# [SUPPLIED TEXT]
......

3. Materials and Methods

3.1. Experimental Data

Our research data are high-resolution orthophoto panchromatic remote sensing images, with resolution of less than 1 meter, and the corresponding multispectral images. First, we selected GeoEye-1 images from Australia from February 2009 as the experimental data. Second, we selected remote sensing images of GF-2 in Hubei Province, China, from August 2019 and Pleiades satellite remote sensing data from Liaoning Province, China, from January 2016. The specific conditions are given shown in Table 1.

3.2. Methodology

The technical route of our method for efficiently and accurately extracting rural roads is shown in Figure 1a. In Section 3.2.1, the preprocessing method is introduced. First, the line sequence is extracted on the basis of the panchromatic remote sensing image to obtain the structural characteristics of the road. Then, L0 filtering [48] processing is performed on the panchromatic and multispectral images to improve the homogeneity of the road interior. Finally, the panchromatic and multispectral images are fused, and the fused multispectral images are converted to HSV color space. (b) In Section 3.2.2, the model-driven approach is introduced. Through the comparative analysis of the length of the line sequence and the difference in the gray mean, the road center point extraction model is established, and, finally, topological connection analysis is performed on the obtained road center point. (c) In Section 3.2.3, the sample-driven method is used to improve the MLSOH model based on the line sequence to complete the prediction of the local road direction, to establish a multicircle matching template, and to complete tracking matching through the panchromatic and HSV spatial interactive matching model. Figure 1 shows a flowchart of the proposed method.

3.2.1. Preprocessing

As artificial objects, roads present obvious structural and textural homogeneity in images. Therefore, the purpose of our preprocessing is to extract the road structure line sequence, which can highlight the expression of the road, and then use the L0 filtering method to smooth panchromatic and multispectral images to enhance the homogeneity of the road and the difference between the inside and outside of the road. Finally, the panchromatic and multispectral images are fused, and the fused multispectral images are transformed into HSV color space images.

......

# [RAW DATA]
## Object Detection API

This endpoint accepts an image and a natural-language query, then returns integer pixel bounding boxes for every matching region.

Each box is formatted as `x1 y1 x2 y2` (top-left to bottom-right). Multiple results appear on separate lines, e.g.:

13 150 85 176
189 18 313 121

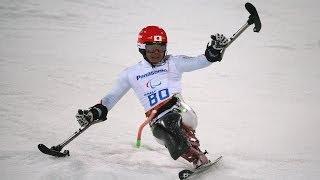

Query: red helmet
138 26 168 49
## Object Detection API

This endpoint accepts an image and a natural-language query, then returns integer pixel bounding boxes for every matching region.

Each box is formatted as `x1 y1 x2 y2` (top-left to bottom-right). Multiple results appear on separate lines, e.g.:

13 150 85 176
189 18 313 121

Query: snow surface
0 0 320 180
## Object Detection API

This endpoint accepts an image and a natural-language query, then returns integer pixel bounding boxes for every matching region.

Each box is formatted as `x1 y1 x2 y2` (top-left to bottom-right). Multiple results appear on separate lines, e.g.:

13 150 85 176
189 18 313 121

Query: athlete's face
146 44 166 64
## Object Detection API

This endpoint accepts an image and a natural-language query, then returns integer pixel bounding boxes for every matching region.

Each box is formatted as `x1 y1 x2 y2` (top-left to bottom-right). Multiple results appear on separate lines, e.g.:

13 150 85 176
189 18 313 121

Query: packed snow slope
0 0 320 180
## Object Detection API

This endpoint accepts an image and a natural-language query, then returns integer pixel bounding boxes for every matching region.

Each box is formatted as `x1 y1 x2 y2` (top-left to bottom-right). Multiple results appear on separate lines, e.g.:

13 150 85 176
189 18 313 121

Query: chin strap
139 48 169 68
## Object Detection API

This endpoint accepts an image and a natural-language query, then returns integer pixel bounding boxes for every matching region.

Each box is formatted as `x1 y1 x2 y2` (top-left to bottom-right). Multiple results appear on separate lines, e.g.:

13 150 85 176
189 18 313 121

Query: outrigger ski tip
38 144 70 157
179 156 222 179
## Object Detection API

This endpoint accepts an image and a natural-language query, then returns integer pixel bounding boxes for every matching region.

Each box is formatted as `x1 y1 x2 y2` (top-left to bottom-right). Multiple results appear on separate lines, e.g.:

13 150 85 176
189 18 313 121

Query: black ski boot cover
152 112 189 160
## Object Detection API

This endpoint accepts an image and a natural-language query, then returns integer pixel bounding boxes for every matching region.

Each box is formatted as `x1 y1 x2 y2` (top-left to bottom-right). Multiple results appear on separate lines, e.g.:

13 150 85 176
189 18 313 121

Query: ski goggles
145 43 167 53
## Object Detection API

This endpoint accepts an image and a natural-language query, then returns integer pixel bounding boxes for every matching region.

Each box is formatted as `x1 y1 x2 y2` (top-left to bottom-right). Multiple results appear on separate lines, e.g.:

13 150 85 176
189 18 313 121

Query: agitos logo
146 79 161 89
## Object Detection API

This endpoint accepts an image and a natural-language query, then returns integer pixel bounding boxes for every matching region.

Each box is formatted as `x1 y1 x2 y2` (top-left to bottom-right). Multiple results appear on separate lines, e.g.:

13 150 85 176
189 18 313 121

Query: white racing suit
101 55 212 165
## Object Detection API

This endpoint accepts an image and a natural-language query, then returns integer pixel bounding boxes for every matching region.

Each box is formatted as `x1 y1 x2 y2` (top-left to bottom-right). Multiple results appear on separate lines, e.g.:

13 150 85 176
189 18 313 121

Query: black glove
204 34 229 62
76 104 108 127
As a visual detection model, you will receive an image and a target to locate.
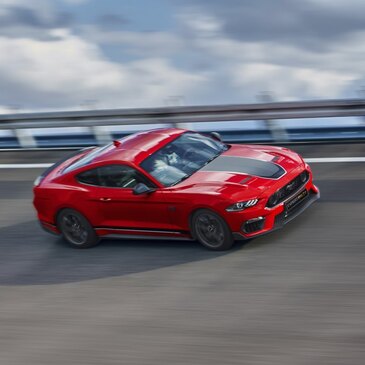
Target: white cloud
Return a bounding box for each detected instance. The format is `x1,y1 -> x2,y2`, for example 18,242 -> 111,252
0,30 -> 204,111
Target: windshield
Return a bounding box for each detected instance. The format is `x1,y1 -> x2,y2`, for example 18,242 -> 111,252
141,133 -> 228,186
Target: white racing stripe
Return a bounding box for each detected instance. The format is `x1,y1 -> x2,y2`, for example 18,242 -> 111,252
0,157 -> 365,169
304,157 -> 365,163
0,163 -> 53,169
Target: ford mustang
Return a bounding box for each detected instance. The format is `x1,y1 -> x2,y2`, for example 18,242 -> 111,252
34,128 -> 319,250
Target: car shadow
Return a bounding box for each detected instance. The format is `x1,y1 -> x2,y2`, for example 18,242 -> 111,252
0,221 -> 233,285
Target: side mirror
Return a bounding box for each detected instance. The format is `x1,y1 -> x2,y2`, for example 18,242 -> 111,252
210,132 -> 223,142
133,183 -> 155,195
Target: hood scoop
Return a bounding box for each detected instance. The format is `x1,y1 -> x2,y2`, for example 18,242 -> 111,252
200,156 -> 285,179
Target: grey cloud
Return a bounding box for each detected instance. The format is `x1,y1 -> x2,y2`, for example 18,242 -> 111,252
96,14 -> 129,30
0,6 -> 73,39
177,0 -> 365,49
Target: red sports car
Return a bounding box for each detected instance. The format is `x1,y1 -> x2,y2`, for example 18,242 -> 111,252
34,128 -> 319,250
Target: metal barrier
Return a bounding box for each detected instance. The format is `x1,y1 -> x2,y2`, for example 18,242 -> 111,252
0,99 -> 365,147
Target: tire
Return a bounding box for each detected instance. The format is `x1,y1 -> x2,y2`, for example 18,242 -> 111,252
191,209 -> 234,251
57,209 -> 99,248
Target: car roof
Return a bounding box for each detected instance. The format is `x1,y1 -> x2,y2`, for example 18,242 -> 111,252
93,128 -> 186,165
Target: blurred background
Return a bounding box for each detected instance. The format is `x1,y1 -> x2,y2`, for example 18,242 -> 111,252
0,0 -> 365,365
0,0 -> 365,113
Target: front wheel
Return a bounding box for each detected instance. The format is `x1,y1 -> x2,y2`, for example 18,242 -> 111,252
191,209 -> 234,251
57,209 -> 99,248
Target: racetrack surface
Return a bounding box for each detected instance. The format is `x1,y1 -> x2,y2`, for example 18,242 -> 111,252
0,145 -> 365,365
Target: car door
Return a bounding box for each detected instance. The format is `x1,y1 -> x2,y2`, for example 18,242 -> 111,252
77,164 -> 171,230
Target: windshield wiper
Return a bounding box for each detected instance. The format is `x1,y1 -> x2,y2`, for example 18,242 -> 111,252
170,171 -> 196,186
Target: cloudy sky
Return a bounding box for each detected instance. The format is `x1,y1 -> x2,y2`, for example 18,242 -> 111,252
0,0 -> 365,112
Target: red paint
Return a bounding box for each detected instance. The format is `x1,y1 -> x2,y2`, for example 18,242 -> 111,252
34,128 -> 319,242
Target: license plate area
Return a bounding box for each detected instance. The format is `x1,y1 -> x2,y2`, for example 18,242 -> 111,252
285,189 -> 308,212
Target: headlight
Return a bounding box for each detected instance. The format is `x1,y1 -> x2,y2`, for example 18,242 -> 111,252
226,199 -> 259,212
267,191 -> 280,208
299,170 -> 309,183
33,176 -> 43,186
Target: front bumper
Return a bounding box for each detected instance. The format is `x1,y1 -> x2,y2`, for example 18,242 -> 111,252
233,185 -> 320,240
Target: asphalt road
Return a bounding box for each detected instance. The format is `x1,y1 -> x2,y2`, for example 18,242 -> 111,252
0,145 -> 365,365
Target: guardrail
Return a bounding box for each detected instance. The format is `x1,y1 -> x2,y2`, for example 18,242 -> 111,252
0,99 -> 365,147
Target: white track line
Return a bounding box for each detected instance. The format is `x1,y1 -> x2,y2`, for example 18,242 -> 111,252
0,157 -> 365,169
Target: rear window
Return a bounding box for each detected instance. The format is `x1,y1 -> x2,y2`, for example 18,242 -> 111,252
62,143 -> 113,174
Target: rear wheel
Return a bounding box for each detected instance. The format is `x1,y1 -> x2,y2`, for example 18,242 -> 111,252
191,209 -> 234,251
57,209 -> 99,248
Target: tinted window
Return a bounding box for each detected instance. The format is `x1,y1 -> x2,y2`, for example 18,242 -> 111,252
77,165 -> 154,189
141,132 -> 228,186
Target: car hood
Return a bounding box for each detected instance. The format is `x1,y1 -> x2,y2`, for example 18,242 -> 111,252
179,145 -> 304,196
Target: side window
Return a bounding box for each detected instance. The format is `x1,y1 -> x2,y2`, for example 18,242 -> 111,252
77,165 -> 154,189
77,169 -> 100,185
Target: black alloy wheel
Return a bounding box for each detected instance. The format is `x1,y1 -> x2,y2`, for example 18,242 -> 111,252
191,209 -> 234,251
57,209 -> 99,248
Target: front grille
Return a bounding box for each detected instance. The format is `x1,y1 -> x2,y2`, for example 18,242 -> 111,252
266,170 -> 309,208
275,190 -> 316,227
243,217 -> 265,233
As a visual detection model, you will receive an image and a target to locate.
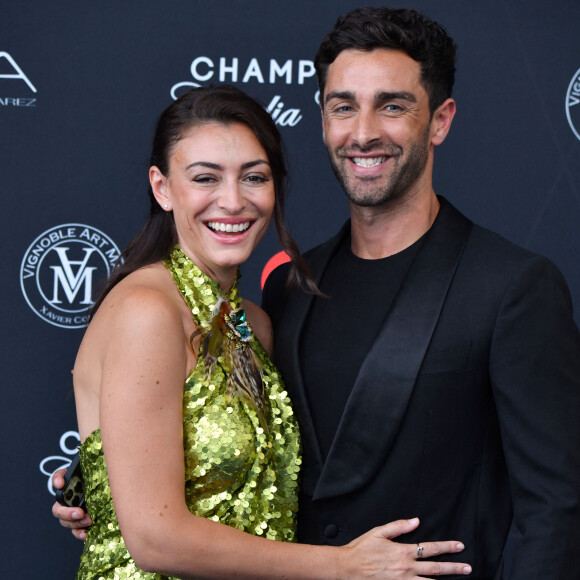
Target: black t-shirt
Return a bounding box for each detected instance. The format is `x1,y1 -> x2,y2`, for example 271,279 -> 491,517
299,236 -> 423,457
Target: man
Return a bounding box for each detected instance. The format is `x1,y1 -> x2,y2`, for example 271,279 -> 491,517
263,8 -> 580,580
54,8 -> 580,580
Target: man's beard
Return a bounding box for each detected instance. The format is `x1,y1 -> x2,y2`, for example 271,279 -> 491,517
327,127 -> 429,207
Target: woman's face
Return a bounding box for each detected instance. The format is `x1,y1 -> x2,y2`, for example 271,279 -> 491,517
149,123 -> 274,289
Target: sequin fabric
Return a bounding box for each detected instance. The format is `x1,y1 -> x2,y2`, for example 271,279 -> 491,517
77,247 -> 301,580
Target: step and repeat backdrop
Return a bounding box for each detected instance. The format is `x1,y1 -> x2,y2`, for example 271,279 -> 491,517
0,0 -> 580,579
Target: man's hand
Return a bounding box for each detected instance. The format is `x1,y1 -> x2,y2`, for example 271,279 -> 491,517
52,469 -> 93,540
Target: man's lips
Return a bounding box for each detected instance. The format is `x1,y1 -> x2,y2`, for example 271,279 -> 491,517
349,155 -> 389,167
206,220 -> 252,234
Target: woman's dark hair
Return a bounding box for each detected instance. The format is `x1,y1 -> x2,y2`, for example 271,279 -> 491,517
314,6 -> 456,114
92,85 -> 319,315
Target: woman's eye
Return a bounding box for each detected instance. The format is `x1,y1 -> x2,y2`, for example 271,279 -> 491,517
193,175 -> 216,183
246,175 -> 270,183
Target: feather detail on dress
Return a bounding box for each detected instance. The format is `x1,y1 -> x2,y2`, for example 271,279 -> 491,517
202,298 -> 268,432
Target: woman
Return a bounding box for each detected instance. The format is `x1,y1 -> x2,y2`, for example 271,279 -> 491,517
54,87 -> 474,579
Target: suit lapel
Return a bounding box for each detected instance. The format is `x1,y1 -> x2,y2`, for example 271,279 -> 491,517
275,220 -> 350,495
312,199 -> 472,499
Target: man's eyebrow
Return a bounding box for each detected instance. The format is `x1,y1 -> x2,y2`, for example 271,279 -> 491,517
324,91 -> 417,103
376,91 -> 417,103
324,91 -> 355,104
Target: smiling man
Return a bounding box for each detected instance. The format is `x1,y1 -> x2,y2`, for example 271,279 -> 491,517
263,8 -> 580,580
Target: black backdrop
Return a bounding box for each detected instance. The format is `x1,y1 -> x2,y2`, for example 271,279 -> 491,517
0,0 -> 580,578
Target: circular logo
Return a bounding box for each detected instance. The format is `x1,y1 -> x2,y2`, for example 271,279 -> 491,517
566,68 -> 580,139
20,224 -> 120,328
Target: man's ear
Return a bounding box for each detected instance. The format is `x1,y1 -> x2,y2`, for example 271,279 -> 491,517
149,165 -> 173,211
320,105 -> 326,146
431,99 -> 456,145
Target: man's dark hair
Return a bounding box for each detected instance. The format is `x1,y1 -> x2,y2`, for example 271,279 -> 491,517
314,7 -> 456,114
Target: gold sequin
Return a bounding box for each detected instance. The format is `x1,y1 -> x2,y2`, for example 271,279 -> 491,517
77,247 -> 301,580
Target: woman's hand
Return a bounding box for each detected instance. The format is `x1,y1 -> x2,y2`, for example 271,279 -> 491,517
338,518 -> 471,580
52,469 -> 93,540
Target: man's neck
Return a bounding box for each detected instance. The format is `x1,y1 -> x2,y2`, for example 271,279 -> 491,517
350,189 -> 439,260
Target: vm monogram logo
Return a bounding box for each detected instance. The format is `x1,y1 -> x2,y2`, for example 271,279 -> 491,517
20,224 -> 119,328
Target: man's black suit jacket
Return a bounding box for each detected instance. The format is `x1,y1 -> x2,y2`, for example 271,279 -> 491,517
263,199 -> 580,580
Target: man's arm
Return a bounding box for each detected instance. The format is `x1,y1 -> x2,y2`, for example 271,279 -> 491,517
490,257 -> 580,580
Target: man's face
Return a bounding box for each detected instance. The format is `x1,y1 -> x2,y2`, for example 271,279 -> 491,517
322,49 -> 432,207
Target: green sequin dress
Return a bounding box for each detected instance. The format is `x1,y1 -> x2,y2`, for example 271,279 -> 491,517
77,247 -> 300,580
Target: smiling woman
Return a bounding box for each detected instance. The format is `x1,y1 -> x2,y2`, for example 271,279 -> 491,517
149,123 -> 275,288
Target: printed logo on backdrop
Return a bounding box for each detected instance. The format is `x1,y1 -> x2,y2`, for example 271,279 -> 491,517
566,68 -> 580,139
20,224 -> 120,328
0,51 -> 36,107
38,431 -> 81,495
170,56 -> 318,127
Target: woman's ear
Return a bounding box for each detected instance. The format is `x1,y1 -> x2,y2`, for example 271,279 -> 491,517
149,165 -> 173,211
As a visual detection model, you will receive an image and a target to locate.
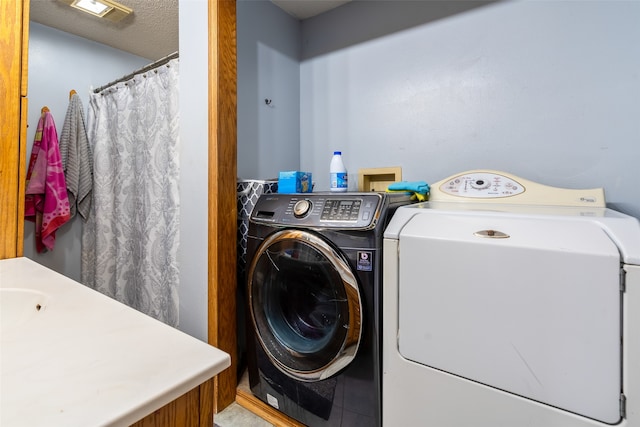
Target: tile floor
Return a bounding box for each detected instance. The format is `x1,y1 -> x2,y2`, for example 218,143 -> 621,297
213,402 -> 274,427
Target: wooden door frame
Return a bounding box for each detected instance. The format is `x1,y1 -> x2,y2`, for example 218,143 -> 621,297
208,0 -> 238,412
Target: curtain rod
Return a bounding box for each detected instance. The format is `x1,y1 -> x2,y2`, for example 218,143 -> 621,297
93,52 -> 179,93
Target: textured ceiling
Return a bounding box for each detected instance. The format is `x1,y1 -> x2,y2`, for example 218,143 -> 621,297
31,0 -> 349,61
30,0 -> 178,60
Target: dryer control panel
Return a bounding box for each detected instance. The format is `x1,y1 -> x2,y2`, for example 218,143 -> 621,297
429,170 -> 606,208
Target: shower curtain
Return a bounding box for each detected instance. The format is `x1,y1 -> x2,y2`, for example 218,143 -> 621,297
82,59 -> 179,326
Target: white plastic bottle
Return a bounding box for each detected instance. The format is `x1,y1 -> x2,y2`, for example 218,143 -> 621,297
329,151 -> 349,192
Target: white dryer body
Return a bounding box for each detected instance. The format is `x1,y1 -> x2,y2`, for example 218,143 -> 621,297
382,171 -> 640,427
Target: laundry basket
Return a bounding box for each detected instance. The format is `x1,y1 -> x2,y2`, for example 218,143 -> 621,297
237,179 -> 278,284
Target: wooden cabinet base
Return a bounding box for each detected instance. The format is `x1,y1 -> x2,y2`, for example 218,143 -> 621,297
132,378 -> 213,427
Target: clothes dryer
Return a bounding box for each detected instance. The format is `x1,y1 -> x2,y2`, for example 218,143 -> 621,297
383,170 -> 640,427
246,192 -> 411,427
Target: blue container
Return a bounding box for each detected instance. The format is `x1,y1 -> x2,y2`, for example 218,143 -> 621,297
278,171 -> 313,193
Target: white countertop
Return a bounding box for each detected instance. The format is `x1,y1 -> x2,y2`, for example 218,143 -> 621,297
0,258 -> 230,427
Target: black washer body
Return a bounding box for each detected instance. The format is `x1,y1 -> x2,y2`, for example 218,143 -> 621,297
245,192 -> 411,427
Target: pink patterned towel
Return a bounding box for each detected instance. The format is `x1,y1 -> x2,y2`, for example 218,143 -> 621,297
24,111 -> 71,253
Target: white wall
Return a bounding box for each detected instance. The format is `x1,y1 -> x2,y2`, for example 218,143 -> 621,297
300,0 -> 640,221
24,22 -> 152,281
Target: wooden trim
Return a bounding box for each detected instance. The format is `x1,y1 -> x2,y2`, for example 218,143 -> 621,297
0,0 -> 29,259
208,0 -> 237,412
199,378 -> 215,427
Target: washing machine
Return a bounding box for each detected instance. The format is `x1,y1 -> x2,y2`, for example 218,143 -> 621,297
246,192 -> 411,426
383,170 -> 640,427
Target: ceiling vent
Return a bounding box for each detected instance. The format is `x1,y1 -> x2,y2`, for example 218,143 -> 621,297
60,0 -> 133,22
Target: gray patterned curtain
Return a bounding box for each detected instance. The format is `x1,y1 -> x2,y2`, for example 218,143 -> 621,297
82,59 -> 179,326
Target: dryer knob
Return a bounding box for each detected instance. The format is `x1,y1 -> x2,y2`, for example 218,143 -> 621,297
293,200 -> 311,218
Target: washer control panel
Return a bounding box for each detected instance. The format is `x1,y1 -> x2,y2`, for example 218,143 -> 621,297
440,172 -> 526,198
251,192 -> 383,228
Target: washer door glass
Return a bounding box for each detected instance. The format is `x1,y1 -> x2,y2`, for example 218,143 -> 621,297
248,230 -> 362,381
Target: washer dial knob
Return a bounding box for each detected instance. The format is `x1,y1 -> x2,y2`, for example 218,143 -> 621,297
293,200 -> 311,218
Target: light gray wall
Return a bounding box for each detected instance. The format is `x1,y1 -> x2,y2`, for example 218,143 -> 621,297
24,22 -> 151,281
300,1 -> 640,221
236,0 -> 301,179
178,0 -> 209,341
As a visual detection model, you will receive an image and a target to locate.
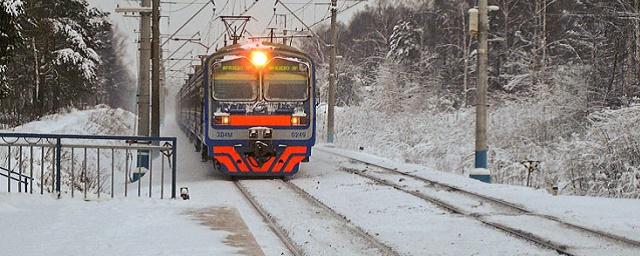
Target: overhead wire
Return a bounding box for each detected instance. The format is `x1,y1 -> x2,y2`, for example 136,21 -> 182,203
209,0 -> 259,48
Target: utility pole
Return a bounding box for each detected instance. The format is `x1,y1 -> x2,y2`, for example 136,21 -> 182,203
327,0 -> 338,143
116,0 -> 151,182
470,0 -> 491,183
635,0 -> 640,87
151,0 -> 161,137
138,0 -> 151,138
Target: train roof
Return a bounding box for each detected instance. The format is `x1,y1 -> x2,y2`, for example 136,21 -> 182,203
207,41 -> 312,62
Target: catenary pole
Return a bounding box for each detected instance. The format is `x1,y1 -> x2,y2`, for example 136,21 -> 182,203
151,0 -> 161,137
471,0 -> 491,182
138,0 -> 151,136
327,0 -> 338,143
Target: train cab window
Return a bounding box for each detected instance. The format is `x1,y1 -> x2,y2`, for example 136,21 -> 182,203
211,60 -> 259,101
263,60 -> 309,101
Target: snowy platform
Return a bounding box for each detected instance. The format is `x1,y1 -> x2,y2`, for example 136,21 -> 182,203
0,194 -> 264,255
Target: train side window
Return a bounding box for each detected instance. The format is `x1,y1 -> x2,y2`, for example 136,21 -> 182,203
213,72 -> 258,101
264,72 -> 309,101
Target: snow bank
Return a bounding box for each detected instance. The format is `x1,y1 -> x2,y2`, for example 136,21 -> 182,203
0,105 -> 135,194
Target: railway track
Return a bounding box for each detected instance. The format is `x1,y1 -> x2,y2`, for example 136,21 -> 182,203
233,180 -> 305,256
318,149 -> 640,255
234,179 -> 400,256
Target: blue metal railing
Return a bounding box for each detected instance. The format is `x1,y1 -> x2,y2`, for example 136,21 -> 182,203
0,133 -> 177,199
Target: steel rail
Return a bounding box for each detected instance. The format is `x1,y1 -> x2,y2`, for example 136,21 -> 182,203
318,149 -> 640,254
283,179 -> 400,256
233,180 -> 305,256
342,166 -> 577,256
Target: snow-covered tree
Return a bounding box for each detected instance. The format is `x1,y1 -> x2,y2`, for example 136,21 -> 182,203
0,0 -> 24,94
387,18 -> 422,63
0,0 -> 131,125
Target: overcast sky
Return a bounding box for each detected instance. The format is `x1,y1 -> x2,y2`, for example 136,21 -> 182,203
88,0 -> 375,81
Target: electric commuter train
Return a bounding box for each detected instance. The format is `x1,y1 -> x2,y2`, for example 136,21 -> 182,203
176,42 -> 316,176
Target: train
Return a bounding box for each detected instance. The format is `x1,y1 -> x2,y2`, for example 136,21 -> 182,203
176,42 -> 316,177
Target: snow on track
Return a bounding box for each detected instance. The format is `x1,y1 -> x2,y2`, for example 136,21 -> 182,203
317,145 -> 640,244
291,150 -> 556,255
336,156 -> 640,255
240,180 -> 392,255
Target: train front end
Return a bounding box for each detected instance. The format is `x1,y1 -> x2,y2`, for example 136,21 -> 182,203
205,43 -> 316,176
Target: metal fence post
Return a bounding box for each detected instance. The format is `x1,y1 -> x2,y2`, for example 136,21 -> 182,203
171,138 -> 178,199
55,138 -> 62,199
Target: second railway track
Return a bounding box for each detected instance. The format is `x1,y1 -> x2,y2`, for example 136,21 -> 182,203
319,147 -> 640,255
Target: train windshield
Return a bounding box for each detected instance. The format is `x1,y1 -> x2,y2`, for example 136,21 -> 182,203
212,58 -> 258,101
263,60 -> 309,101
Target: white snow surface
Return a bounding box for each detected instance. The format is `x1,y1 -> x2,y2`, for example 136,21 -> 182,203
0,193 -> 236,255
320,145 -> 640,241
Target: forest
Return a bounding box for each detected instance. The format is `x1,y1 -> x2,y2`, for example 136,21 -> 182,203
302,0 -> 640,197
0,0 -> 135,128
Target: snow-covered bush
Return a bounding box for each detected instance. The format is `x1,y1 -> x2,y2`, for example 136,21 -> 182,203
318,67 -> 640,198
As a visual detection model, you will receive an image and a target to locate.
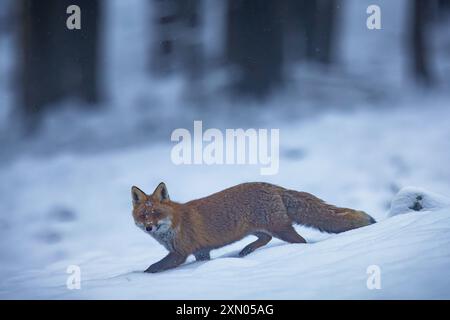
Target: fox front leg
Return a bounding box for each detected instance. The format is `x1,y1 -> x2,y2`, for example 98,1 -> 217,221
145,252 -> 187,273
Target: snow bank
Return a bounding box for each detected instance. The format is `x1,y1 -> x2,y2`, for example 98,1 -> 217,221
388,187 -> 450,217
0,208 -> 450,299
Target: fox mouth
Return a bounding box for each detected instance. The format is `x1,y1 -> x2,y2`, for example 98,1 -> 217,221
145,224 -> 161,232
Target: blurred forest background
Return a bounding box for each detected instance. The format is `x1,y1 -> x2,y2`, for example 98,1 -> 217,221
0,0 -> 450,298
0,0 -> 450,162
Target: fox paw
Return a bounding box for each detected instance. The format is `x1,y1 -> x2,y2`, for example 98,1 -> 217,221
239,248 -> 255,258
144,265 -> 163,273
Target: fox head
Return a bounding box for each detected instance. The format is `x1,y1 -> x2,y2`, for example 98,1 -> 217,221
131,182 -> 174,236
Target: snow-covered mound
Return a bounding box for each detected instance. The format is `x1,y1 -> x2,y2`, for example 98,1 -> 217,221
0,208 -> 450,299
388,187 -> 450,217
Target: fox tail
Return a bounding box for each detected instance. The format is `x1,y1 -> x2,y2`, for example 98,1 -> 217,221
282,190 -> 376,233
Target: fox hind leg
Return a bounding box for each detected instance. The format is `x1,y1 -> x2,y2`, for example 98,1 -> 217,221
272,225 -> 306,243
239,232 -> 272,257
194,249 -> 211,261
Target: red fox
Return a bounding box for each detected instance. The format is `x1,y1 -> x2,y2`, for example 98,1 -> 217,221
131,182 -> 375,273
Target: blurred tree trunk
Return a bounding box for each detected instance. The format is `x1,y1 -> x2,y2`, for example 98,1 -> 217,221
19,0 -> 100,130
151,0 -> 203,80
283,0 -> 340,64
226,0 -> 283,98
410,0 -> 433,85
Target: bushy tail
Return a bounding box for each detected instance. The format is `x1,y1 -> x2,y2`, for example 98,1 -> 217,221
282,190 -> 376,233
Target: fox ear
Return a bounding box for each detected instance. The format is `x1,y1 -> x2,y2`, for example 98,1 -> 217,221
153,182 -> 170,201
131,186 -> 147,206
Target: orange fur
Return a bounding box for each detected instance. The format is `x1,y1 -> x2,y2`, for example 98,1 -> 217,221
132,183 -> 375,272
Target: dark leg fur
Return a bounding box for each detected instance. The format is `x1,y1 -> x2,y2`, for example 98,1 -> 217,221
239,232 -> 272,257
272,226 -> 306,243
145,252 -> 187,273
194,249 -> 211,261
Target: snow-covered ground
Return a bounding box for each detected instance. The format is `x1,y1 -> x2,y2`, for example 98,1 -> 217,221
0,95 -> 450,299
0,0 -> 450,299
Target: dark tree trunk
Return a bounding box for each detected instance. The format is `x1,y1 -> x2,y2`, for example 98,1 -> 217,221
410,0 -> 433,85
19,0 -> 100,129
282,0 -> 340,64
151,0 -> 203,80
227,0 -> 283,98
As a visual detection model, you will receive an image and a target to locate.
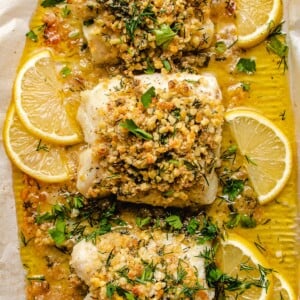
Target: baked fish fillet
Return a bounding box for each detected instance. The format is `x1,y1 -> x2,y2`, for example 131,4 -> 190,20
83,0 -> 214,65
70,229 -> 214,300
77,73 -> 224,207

......

# [WHAT YOU WILL DO]
A. In the methods section, which color space are the fused multispectral images converted to?
B. Copy the methods section word for word from "3.2.1. Preprocessing" to "color space images.".

# [TASK-BY-TASK OUTPUTS]
A. HSV color space.

B.
3.2.1. Preprocessing

As artificial objects, roads present obvious structural and textural homogeneity in images. Therefore, the purpose of our preprocessing is to extract the road structure line sequence, which can highlight the expression of the road, and then use the L0 filtering method to smooth panchromatic and multispectral images to enhance the homogeneity of the road and the difference between the inside and outside of the road. Finally, the panchromatic and multispectral images are fused, and the fused multispectral images are transformed into HSV color space images.